» Provided information
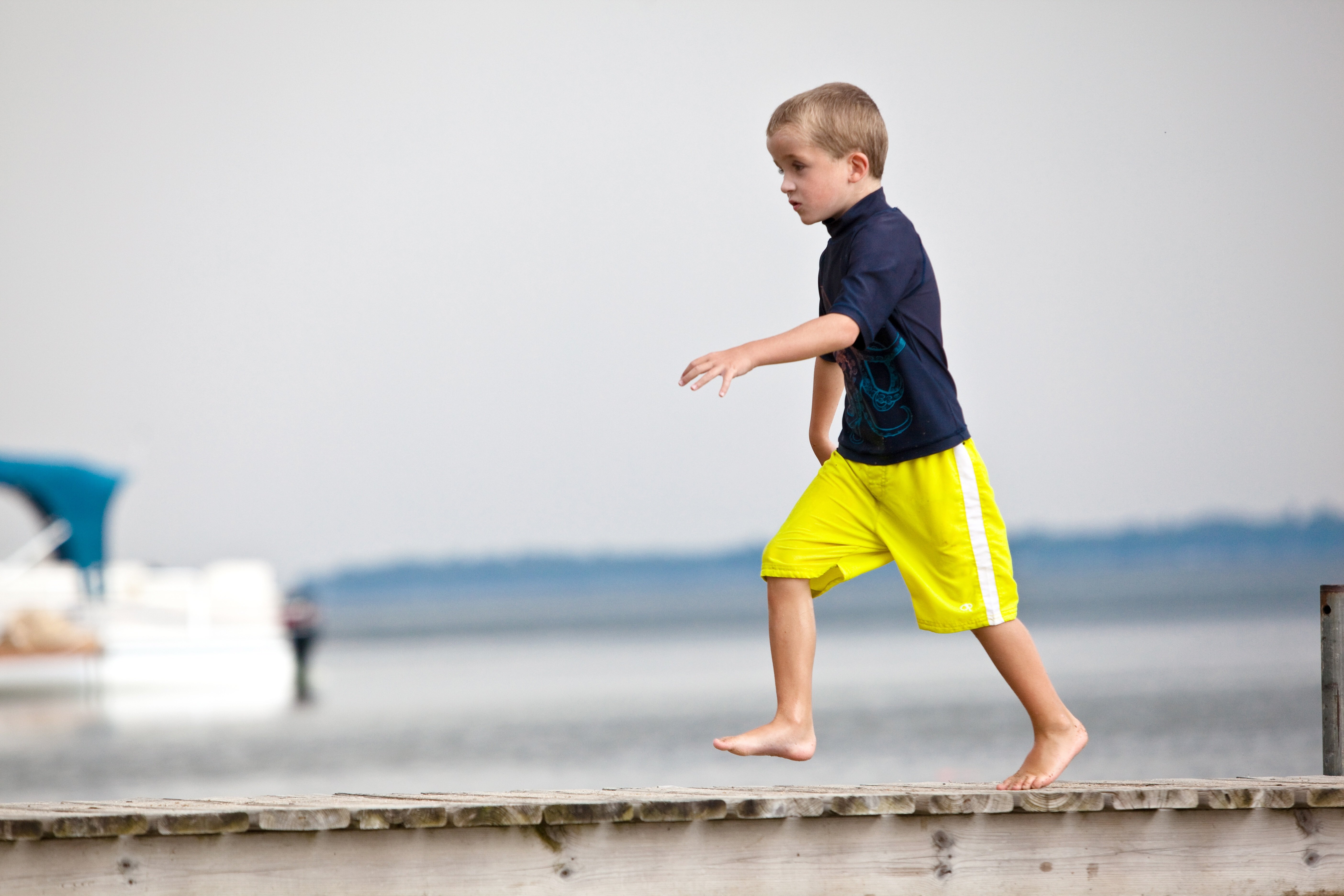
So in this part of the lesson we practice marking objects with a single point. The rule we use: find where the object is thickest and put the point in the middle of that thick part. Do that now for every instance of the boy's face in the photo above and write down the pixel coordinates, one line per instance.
(818, 186)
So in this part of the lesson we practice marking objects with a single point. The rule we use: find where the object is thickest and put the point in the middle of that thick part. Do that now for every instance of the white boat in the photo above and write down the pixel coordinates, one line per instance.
(143, 643)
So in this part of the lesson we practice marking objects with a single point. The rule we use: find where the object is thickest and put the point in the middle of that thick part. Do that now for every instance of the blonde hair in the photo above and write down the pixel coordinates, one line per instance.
(838, 118)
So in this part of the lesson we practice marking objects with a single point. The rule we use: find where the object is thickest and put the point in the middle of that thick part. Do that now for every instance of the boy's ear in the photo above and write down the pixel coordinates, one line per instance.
(858, 167)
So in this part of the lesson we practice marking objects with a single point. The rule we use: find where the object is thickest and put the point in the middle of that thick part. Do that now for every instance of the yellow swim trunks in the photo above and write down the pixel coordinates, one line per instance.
(936, 516)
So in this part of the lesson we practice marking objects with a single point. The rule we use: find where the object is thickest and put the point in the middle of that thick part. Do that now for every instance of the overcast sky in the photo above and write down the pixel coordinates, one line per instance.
(339, 283)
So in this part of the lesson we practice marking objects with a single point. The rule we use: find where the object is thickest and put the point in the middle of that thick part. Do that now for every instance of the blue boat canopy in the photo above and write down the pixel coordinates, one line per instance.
(62, 491)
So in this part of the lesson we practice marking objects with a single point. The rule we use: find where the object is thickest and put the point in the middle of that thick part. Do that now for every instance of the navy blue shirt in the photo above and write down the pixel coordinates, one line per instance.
(900, 401)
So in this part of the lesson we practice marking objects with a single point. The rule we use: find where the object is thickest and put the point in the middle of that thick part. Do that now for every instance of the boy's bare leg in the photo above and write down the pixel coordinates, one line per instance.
(1060, 737)
(794, 645)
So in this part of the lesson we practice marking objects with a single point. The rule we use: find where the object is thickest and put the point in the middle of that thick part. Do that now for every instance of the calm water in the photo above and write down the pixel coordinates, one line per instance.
(611, 710)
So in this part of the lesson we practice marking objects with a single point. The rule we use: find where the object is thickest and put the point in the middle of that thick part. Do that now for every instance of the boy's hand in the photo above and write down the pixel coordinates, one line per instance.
(729, 363)
(819, 336)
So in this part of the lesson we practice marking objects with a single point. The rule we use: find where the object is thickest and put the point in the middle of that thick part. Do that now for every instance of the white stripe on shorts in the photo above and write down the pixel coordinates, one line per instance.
(979, 539)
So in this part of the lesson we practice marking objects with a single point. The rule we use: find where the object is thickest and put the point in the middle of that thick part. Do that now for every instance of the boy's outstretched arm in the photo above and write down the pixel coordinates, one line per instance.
(827, 392)
(820, 336)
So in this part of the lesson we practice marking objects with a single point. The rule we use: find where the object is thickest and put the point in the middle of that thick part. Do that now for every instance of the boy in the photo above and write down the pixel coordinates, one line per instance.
(905, 482)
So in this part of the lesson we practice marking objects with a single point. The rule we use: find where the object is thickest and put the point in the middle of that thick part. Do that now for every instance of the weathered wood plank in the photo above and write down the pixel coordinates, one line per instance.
(1250, 799)
(1064, 801)
(202, 823)
(874, 805)
(1101, 854)
(1155, 799)
(588, 813)
(303, 819)
(683, 811)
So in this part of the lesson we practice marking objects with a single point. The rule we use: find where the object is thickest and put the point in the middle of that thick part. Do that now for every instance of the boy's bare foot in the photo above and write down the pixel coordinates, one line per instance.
(1049, 758)
(780, 738)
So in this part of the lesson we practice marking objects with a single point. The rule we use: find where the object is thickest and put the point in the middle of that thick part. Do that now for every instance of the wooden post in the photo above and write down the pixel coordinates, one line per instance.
(1333, 679)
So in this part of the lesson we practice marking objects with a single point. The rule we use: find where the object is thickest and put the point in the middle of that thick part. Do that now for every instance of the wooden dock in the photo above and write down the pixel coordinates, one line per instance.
(1225, 837)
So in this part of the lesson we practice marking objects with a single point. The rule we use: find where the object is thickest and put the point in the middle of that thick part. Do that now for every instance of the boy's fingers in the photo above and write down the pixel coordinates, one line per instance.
(694, 370)
(705, 379)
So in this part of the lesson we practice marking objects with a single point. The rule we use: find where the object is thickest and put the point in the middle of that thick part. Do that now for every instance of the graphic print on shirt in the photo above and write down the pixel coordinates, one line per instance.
(873, 396)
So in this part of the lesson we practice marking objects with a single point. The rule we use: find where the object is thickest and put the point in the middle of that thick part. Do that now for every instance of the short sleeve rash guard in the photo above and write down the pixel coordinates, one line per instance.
(901, 402)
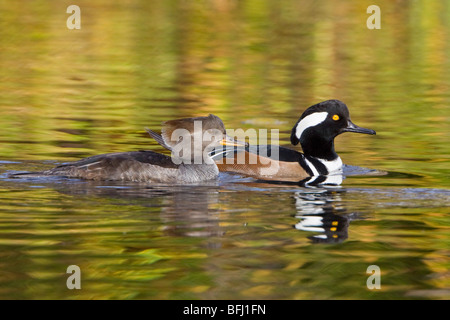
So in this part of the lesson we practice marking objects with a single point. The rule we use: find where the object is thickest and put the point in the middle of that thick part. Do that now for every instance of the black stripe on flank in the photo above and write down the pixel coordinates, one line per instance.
(320, 167)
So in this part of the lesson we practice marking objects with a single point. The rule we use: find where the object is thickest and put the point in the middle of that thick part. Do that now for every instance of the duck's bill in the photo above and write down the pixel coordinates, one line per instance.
(230, 142)
(351, 127)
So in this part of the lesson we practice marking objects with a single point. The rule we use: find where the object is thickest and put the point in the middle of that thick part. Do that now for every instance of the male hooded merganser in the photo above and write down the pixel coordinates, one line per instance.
(315, 131)
(190, 139)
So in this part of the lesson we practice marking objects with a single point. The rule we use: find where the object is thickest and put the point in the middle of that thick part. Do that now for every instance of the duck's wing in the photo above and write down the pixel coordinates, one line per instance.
(264, 162)
(145, 166)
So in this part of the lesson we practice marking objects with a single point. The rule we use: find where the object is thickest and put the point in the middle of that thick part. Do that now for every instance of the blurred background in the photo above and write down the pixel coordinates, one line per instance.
(256, 64)
(67, 94)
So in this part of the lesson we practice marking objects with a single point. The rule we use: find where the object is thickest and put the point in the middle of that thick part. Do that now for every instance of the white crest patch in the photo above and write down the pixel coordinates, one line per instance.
(310, 121)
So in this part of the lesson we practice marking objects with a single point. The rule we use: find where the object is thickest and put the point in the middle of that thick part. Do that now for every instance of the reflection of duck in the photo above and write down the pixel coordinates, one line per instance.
(319, 213)
(315, 131)
(195, 138)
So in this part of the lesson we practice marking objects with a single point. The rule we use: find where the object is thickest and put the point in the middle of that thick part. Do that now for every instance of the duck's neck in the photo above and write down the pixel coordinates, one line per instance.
(320, 148)
(321, 158)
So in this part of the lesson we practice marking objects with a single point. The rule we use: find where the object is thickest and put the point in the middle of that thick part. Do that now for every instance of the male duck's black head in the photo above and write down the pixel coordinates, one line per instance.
(320, 124)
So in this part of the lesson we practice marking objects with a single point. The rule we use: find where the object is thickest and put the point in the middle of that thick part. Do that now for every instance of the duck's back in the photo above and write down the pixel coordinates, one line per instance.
(145, 166)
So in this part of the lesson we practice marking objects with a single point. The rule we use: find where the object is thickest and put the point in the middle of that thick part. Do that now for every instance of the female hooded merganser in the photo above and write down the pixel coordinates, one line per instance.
(190, 140)
(315, 131)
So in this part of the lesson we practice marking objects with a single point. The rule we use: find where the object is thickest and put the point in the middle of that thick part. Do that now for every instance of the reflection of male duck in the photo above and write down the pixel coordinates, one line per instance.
(320, 212)
(315, 131)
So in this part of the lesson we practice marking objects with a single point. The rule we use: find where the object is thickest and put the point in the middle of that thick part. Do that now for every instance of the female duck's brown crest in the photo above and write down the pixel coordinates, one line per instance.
(174, 129)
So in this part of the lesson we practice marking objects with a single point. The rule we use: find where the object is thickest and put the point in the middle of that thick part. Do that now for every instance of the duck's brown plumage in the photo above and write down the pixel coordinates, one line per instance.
(149, 166)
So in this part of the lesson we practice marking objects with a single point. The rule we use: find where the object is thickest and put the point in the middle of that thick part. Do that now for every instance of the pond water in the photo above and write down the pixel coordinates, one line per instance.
(68, 94)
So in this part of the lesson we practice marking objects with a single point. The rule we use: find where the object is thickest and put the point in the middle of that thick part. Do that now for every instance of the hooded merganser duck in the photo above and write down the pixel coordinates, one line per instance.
(189, 139)
(315, 131)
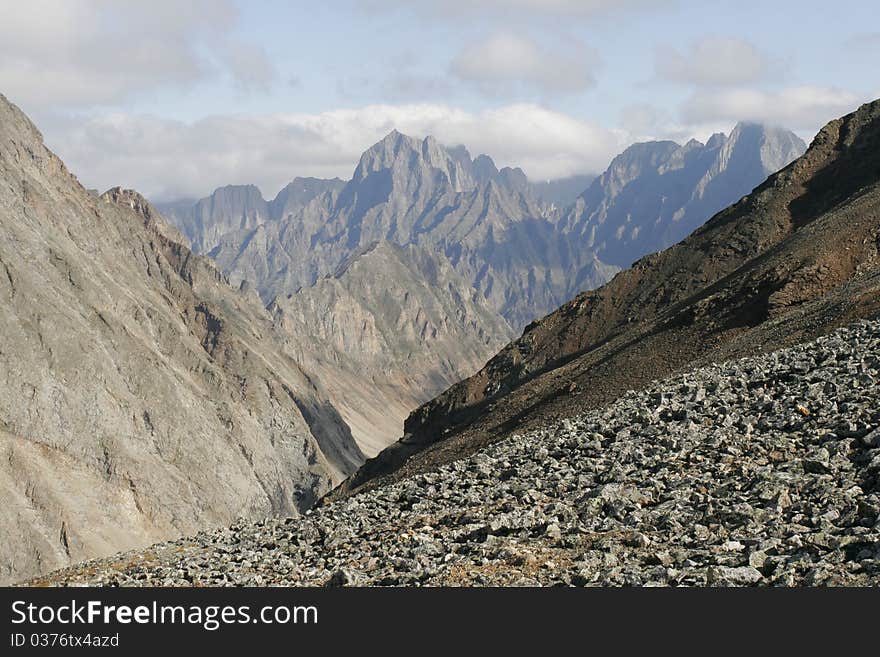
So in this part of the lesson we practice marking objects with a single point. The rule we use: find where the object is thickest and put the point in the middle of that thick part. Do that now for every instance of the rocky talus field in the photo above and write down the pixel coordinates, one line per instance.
(761, 471)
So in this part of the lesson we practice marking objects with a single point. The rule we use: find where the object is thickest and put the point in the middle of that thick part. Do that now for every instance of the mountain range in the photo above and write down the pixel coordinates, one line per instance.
(509, 238)
(244, 356)
(795, 259)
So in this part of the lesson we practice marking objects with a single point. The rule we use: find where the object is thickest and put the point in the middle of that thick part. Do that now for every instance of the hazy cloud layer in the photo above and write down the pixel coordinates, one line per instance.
(714, 61)
(96, 52)
(804, 108)
(453, 8)
(508, 62)
(169, 159)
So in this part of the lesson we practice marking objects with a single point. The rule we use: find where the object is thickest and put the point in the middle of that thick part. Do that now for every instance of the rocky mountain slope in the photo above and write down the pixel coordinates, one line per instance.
(485, 221)
(656, 193)
(758, 472)
(235, 208)
(794, 259)
(392, 328)
(562, 192)
(511, 239)
(141, 397)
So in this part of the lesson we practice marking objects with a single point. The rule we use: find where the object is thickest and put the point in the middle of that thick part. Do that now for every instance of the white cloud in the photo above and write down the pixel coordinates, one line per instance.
(455, 8)
(92, 52)
(507, 62)
(804, 108)
(713, 61)
(169, 159)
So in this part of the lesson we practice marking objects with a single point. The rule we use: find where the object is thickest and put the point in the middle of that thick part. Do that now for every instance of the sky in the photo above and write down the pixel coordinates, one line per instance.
(175, 99)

» Requirements
Copy everything from the line containing "the rocky mountain" down to the end of the material, swapping "thickest" for "widest" and leaving all else unchanged.

» Task response
So in this part of the lesson we practice marking objects with a single point. The rule we use: find where the object is widest and put the point in the middle of that thick part. Do that now for every instance of the rocky mountain slope in the photo above and write down the pixel coordinates, one line per instance.
(485, 221)
(656, 193)
(758, 472)
(235, 208)
(794, 259)
(392, 328)
(562, 192)
(511, 239)
(141, 397)
So in this part of the lesson we practice marking objects with a single point. The rule we use: find where the object is widest and put the point in the middle of that thick part. Do that now for every instance of the white cloud in the photo above and write down the pixel coordinates, one line per instance.
(455, 8)
(92, 52)
(507, 62)
(804, 108)
(713, 61)
(169, 159)
So in this part of the lesson we practice marking objects with a single point. The rule we use: find where the object is widest and put the point in the middle of that thick part. Do that now for every instance of the sky in the photo above and write down the pixel coordinates, one line per instance.
(175, 99)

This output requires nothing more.